● **Short problem**
Format the entries below as a numbered list, leaving out any blank lines.
━━━━━━━━━━━━━━━━━━━━━━━━━━━━━━
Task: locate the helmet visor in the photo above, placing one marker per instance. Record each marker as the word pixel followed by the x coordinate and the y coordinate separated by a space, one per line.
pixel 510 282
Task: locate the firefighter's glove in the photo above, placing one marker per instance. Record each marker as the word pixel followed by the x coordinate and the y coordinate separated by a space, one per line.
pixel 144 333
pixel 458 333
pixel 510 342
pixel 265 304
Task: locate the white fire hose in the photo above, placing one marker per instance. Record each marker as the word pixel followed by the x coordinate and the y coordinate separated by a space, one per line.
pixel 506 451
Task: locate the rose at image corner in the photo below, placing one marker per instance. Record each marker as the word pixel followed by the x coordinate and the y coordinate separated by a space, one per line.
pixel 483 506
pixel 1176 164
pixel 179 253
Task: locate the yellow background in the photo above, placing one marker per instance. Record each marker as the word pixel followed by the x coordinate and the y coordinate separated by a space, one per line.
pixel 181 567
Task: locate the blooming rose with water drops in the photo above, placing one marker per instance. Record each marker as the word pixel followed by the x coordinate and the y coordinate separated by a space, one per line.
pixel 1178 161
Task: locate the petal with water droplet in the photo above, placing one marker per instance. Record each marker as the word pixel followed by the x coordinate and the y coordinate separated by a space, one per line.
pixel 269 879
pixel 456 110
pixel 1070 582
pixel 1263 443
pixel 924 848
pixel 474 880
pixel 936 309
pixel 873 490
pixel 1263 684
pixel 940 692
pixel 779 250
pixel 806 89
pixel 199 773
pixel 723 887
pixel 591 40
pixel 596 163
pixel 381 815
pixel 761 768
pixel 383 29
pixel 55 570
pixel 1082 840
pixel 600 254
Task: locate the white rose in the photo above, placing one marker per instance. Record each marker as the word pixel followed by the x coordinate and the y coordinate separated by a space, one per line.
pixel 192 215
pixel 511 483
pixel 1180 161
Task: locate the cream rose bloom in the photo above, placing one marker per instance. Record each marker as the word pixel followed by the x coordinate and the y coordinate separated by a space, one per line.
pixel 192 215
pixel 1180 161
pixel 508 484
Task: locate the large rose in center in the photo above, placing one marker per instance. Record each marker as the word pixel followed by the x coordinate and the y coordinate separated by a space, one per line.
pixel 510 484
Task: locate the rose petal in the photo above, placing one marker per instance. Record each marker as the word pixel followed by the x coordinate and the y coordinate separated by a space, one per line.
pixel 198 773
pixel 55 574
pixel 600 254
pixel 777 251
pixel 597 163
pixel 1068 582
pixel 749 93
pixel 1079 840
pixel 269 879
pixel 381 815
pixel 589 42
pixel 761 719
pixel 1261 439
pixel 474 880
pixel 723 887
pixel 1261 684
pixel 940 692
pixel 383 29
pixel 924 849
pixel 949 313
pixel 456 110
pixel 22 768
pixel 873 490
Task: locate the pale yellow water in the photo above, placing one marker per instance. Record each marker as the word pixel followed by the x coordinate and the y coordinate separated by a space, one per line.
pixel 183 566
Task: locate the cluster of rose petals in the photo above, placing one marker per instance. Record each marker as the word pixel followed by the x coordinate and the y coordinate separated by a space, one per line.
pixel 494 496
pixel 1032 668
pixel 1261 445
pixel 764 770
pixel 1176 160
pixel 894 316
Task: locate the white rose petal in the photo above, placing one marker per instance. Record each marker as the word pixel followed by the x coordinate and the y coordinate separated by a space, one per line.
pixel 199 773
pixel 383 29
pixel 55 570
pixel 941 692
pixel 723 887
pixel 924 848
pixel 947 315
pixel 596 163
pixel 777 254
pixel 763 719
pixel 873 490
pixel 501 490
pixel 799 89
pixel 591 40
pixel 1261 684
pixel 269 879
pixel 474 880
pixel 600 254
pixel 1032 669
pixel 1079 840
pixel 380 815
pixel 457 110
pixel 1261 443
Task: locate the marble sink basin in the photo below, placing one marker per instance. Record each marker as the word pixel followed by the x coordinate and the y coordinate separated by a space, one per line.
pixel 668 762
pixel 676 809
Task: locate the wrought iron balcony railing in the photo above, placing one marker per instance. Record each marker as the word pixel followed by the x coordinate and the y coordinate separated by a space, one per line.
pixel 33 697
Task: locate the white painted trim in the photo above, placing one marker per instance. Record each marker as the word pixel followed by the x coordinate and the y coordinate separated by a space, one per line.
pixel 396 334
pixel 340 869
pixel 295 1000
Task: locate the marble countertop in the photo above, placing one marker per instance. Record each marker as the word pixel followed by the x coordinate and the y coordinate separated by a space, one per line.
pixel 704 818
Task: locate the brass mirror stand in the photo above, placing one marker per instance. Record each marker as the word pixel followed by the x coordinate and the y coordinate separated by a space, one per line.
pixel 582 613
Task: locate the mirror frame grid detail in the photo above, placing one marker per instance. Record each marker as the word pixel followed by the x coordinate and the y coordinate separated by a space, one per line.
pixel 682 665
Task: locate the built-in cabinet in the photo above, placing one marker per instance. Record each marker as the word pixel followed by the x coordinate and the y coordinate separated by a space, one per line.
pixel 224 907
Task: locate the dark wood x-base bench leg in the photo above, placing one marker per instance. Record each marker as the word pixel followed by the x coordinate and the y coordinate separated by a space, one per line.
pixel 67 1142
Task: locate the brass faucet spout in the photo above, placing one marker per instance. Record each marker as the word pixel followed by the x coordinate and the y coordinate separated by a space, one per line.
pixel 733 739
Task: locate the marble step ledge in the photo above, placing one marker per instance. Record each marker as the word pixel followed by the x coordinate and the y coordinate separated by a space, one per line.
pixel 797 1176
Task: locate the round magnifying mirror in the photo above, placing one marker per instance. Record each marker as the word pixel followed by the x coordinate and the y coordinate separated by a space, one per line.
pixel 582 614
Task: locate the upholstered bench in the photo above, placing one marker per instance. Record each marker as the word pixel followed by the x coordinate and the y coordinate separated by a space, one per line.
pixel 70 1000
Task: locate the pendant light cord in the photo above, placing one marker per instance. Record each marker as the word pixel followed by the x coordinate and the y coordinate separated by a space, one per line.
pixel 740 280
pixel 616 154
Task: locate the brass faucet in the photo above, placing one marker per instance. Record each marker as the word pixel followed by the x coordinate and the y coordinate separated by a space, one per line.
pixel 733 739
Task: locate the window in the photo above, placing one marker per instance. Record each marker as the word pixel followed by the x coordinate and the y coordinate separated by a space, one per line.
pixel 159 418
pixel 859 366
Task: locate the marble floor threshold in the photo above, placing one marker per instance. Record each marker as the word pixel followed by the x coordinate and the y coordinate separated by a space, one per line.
━━━━━━━━━━━━━━━━━━━━━━━━━━━━━━
● **Output below**
1. Task: locate the helmet visor in the photo above, placing one marker per instance. Record each marker as the word pixel followed by the x coordinate and the y coordinate separated by a space, one per line.
2. pixel 510 282
3. Task: locate the firefighter's glove in the photo above, placing one marker per instance. Record each marker as the word pixel followed by the x coordinate and the y coordinate separated by a space, one per line.
4. pixel 144 333
5. pixel 458 333
6. pixel 510 342
7. pixel 265 304
8. Task: locate the white fire hose in the photo above, placing one marker per instance. Record each marker as the word pixel followed by the x coordinate and the y coordinate separated by a space, one per line.
9. pixel 506 451
10. Task: locate the rose at image corner in the photo below, placing one marker per instance. Record each marker as the word pixel followed by the x coordinate and the y coordinate separated by a space, one per line.
11. pixel 483 506
12. pixel 1176 164
13. pixel 179 253
14. Task: locate the yellow background in the photo above, placing one marker per instance. Record each marker as the word pixel followed by the x coordinate and the y coordinate separated by a space, one per line.
15. pixel 181 567
16. Task: locate the blooming rose with water drops in the photo above, placing one marker per instance. Record each marker as the word pixel followed by the x coordinate and the y coordinate separated by a space, one per line.
17. pixel 1178 161
18. Task: locate the petal with water droplet in the photo above, placing one marker per instance. Record each marker as the word pixel followed by the x coordinate and the y coordinate separated by a space, one per line.
19. pixel 269 879
20. pixel 456 110
21. pixel 1070 582
22. pixel 1263 443
23. pixel 924 848
24. pixel 474 880
25. pixel 936 309
26. pixel 873 490
27. pixel 1263 684
28. pixel 940 692
29. pixel 779 250
30. pixel 806 89
31. pixel 199 773
32. pixel 723 887
33. pixel 591 40
34. pixel 596 163
35. pixel 381 815
36. pixel 761 768
37. pixel 383 29
38. pixel 55 570
39. pixel 1082 840
40. pixel 600 254
41. Task: locate the white rose in the photo above, placing one marker per instance. Record each marker as the word pixel followed by the x coordinate and the y coordinate separated by a space, one per line.
42. pixel 192 215
43. pixel 511 483
44. pixel 1180 161
45. Task: locate the cream rose bloom in the photo above, placing one marker per instance. Record each marker as the word pixel followed by the x coordinate and the y coordinate separated by a space, one per line.
46. pixel 192 215
47. pixel 1180 161
48. pixel 508 484
49. Task: locate the large rose in center in the photo above, placing one marker per instance. Record each marker as the word pixel followed by the x coordinate and the y coordinate separated by a space, one per line.
50. pixel 510 484
51. Task: locate the rose petal in the photo above, placing one marker per instance. Record each marker as the word pixel followed by the x coordinate and the y coordinate separated by a space, one per line.
52. pixel 198 773
53. pixel 55 574
54. pixel 600 254
55. pixel 777 251
56. pixel 597 163
57. pixel 1068 582
58. pixel 749 93
59. pixel 1079 840
60. pixel 269 879
61. pixel 381 815
62. pixel 589 42
63. pixel 761 719
64. pixel 1261 439
65. pixel 474 880
66. pixel 723 887
67. pixel 1261 684
68. pixel 940 692
69. pixel 383 29
70. pixel 924 849
71. pixel 949 313
72. pixel 456 110
73. pixel 22 768
74. pixel 873 490
75. Task: locate the pale yellow water in the photo above, placing one marker per instance. Record each marker as the word pixel followed by the x coordinate and the y coordinate separated by a space, one per line.
76. pixel 183 566
77. Task: locate the cluster of rose petals in the photo above, placing one marker per instance. Record each marker as the word pixel followed by the x coordinate and the y coordinate separated by a space, one per line.
78. pixel 494 496
79. pixel 1032 668
80. pixel 1261 445
81. pixel 764 770
82. pixel 1176 160
83. pixel 894 316
84. Task: locate the white rose petal in the photo above, placing one marker per instance. Record each marker as the word pixel followed by the x coordinate and the y coordinate separated by a space, one per line.
85. pixel 199 773
86. pixel 383 29
87. pixel 55 570
88. pixel 941 692
89. pixel 723 887
90. pixel 924 848
91. pixel 947 315
92. pixel 596 163
93. pixel 777 254
94. pixel 763 719
95. pixel 873 490
96. pixel 501 490
97. pixel 799 89
98. pixel 591 40
99. pixel 1261 684
100. pixel 269 879
101. pixel 474 880
102. pixel 600 254
103. pixel 1032 669
104. pixel 1079 840
105. pixel 380 815
106. pixel 457 110
107. pixel 1261 443
108. Task: locate the marble sink basin in the photo below, placing one marker per instance. Record each marker as the word pixel followed by the x coordinate and the y coordinate separated by a space, one per line.
109. pixel 668 762
110. pixel 676 809
111. Task: locate the wrought iron balcony railing in the photo above, placing one marker per instance. Record each marker as the word pixel followed by the x coordinate and the y coordinate separated by a space, one per line.
112. pixel 33 697
113. Task: locate the white painted trim in the photo above, placing one marker per instance. Record each marker as the word pixel followed by the x coordinate and the y coordinate separated by a space, one per line.
114. pixel 396 334
115. pixel 340 869
116. pixel 295 1000
117. Task: locate the marble countertop in the photo above, placing one marker per instance. Record each marker as the word pixel followed by the x coordinate and the y coordinate separated by a space, one per line.
118. pixel 704 818
119. Task: locate the brass mirror stand in the photo above, placing one marker per instance. Record each marker as the word pixel followed by the x coordinate and the y coordinate separated by a space, one per line.
120. pixel 582 613
121. Task: locate the mirror frame grid detail in the photo above, placing one marker per instance. Record each marker as the word pixel followed by the x coordinate and the y coordinate separated by a space, one per line.
122. pixel 682 665
123. Task: locate the built-in cabinet in the photo above, placing one marker per instance. Record each marker as the word pixel followed by the x coordinate and the y coordinate separated by a space, one per line.
124. pixel 224 907
125. Task: locate the dark wood x-base bench leg in the photo above, placing one marker per instance. Record each marker as the word pixel followed by the x coordinate and the y coordinate separated by a space, one per line.
126. pixel 67 1142
127. Task: locate the brass faucet spout in the photo above, placing one marker per instance. Record each marker as the word pixel followed by the x coordinate and the y coordinate separated by a space, one per line.
128. pixel 733 739
129. Task: locate the marble step ledge in the photo above, placing one marker per instance. Record each marker as the word pixel followed by the x coordinate and the y coordinate separated by a space, one per line.
130. pixel 797 1176
131. Task: locate the round magnifying mirror in the photo above, placing one marker per instance. Record each marker as the word pixel followed by the x coordinate and the y coordinate separated by a space, one per line.
132. pixel 582 614
133. Task: locate the upholstered bench in the photo above, placing one marker per instance. Record each marker as the word pixel followed by the x coordinate and the y coordinate separated by a space, one per line.
134. pixel 70 1000
135. Task: locate the pendant light cord in the photo above, placing one marker per instance. Record each marker as the word pixel followed by the x coordinate and the y coordinate separated by a space, one per line.
136. pixel 740 280
137. pixel 616 154
138. Task: locate the brass faucet in the photo above, placing one marker per instance. Record each marker as the word pixel followed by the x coordinate and the y coordinate separated by a space, one per line.
139. pixel 733 739
140. Task: locate the window in the photo above, placing one marker per instance. Record each marker as the word pixel followed by the x coordinate and the y coordinate separated by a space, one per line.
141. pixel 159 418
142. pixel 859 366
143. Task: locate the marble floor threshold in the photo above, placing one marker per instance. Record each marker as the word pixel followed by the x coordinate and the y coordinate separated by a space, one per line.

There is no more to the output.